Instructions for the task: Can you reproduce the rows from the line containing "of the fox-like" through the line containing "(1037, 764)", inclusive, switching "field scouting record" to "site survey log" and leaving everything else unchanged? Omit the pictures from your answer.

A block of data:
────────────────────────────────────────
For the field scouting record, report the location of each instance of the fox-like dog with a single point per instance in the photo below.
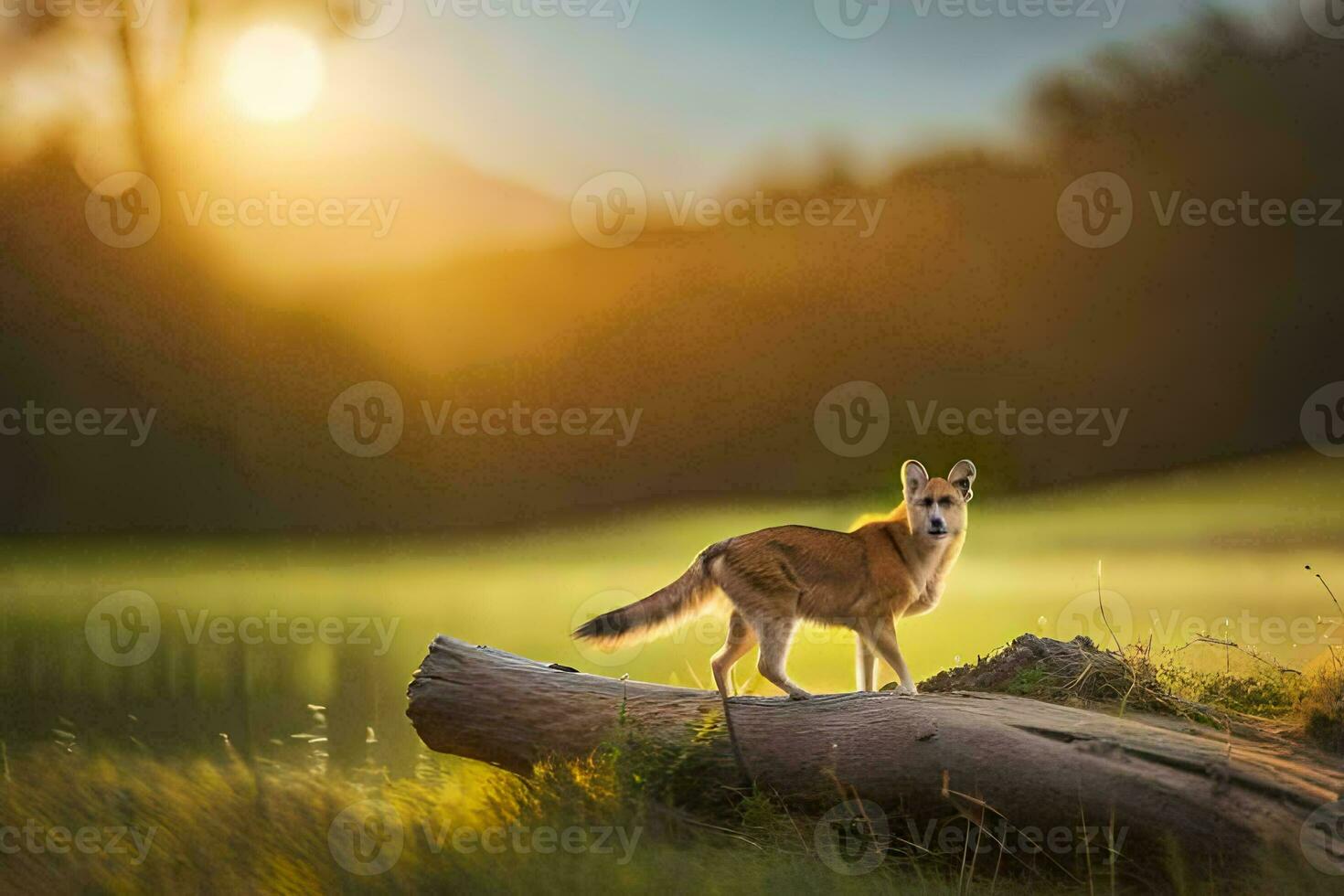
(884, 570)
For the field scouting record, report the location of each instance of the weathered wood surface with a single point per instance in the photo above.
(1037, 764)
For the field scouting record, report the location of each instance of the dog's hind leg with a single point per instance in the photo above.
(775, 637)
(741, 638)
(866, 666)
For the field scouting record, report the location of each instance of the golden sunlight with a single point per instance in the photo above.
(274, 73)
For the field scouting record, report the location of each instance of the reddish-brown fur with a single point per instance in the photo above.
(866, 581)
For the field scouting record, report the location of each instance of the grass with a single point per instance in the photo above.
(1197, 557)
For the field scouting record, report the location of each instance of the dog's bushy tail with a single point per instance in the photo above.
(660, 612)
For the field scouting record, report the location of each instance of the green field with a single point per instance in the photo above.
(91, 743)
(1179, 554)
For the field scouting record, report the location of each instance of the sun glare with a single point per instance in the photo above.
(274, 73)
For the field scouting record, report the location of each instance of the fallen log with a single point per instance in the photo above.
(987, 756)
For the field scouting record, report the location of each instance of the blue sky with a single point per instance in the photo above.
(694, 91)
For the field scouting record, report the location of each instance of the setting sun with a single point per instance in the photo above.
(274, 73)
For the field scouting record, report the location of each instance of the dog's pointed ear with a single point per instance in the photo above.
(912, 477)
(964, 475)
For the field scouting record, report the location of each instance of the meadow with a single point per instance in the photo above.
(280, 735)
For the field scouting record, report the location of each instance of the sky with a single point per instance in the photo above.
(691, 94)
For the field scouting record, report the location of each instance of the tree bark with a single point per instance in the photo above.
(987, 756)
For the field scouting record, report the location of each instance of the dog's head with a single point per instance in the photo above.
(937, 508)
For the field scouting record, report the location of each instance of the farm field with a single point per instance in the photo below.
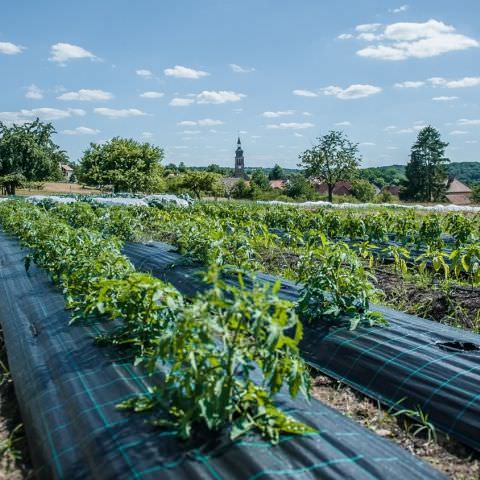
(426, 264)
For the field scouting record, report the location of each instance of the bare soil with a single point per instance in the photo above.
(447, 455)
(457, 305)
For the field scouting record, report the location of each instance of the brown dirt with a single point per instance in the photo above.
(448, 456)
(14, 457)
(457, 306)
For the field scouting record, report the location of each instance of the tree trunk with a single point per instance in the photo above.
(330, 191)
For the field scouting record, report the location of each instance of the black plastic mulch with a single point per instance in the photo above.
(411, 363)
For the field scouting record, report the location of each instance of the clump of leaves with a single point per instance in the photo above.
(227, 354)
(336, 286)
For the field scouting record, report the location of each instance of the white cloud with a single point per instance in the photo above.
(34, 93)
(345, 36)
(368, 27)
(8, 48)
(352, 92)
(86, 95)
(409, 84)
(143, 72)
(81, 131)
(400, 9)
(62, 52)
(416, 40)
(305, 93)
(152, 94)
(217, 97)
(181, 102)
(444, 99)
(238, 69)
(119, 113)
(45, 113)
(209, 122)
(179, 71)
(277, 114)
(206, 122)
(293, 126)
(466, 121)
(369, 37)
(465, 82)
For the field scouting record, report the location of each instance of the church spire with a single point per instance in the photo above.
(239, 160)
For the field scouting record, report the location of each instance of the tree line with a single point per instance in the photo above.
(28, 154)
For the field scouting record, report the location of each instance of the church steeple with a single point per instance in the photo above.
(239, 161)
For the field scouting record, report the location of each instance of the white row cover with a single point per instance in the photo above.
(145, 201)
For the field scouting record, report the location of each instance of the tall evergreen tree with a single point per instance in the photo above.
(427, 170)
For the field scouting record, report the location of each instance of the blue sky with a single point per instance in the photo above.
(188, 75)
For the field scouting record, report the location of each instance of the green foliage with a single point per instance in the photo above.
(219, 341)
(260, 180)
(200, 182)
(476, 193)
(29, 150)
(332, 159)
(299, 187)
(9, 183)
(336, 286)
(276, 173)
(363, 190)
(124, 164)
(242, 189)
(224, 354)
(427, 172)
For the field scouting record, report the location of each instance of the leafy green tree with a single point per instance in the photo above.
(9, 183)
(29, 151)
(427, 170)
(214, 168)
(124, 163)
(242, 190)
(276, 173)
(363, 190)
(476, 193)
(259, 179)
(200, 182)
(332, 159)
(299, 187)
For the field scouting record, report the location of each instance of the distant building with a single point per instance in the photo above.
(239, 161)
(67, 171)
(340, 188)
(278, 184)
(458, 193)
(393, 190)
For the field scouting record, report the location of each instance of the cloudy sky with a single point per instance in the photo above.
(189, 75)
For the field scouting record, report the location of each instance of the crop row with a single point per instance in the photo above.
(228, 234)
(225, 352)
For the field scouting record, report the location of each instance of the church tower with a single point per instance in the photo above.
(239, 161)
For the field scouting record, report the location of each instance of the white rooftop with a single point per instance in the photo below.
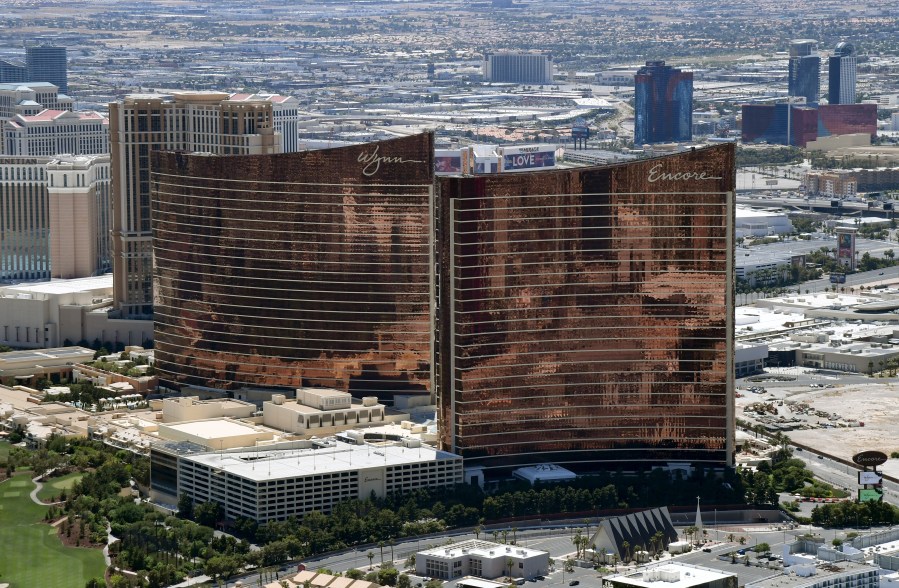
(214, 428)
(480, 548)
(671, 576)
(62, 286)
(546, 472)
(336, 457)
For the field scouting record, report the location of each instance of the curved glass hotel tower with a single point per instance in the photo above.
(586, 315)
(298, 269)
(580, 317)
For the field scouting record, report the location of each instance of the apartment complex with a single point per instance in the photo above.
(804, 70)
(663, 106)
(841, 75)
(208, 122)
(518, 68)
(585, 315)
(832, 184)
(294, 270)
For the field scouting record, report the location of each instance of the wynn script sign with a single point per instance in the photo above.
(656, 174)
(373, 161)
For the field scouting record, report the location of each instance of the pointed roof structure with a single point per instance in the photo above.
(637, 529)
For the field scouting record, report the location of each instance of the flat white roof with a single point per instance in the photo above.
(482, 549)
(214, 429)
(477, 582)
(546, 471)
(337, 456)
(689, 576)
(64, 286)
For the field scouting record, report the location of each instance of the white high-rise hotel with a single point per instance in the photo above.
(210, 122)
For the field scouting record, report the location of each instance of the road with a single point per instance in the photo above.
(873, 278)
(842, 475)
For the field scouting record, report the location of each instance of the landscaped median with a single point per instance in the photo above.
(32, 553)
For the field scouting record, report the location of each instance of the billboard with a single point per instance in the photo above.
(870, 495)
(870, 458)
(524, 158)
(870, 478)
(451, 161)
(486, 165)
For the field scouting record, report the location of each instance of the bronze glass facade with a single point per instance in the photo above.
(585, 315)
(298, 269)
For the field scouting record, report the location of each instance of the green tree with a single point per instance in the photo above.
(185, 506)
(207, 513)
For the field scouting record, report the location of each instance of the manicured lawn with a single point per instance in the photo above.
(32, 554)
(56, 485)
────────────────────────────────────────
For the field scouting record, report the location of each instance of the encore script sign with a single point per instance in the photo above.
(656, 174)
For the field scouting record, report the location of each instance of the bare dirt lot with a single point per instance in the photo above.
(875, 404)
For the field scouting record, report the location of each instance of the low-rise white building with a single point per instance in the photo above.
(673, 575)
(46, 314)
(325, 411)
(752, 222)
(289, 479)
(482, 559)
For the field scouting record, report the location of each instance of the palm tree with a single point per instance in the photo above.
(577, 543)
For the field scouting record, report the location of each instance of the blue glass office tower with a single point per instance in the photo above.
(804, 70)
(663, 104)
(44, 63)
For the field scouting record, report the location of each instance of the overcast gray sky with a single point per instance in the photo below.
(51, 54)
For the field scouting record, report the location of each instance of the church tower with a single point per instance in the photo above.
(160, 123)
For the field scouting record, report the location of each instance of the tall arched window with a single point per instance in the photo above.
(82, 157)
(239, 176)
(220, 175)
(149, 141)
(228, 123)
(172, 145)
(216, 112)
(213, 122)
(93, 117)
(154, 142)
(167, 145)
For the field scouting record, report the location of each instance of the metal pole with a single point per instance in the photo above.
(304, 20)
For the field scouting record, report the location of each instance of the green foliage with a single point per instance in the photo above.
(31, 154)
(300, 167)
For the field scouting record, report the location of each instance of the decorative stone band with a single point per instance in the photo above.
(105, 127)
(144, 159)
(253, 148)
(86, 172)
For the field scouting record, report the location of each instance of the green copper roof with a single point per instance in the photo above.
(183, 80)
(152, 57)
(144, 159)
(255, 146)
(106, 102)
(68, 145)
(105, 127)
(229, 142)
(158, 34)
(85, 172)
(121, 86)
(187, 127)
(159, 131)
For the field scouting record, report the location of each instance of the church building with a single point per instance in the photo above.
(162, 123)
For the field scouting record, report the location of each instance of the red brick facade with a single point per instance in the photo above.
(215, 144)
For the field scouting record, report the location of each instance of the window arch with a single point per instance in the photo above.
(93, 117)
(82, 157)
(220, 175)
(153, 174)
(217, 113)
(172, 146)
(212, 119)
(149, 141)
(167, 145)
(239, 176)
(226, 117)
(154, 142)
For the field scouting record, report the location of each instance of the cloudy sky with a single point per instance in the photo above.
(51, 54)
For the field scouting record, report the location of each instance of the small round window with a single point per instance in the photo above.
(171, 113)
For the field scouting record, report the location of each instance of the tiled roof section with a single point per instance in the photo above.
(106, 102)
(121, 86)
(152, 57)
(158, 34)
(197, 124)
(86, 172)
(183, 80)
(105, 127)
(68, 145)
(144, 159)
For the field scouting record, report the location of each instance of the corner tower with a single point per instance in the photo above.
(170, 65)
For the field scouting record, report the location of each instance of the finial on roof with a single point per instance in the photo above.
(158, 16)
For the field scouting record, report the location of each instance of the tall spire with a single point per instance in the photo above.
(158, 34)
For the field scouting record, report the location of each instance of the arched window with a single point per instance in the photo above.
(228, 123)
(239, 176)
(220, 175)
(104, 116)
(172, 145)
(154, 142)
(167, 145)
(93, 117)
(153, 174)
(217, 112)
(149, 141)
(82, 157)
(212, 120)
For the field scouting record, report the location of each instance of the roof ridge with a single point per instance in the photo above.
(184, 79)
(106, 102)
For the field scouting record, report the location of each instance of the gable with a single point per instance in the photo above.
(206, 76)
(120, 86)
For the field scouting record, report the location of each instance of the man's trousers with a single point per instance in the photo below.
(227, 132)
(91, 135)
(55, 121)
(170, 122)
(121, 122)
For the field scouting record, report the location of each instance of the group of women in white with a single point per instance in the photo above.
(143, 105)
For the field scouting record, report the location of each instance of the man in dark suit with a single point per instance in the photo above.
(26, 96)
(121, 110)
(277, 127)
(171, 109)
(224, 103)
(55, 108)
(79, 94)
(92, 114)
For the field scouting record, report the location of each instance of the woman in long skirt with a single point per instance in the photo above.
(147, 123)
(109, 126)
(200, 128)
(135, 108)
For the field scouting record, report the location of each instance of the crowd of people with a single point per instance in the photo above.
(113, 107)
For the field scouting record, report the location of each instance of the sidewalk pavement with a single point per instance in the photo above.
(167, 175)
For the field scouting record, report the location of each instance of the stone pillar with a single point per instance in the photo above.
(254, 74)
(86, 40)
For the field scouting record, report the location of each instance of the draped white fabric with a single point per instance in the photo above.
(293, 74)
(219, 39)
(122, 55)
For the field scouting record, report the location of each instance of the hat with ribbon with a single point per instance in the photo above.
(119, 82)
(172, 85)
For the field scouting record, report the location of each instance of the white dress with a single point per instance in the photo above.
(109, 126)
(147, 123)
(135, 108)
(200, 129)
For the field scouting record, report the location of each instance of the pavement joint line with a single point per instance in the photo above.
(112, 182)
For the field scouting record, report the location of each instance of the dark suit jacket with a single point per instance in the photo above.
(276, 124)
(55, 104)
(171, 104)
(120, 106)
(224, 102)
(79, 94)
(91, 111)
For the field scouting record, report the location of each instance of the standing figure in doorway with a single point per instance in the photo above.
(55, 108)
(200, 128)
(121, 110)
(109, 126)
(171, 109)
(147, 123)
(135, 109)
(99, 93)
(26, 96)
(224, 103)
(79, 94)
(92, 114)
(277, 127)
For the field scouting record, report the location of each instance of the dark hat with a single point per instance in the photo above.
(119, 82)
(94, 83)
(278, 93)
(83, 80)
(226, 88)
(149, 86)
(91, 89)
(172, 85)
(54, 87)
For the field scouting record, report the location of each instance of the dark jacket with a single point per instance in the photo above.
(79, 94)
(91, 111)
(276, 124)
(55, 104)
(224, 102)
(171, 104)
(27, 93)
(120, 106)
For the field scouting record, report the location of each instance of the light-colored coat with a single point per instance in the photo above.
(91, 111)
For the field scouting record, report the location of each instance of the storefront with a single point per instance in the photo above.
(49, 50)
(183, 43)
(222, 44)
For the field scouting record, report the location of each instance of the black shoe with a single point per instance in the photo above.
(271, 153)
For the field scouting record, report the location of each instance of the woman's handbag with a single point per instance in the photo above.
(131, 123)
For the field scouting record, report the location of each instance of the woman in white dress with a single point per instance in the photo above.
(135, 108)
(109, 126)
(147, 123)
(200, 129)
────────────────────────────────────────
Final answer:
For the site survey log, report the location of each instance of the fox-like dog with a single point per instance in the photo below.
(884, 570)
For the site survey log, report the location of each instance of the weathered wood surface with a single point per instance in the photo above.
(1037, 764)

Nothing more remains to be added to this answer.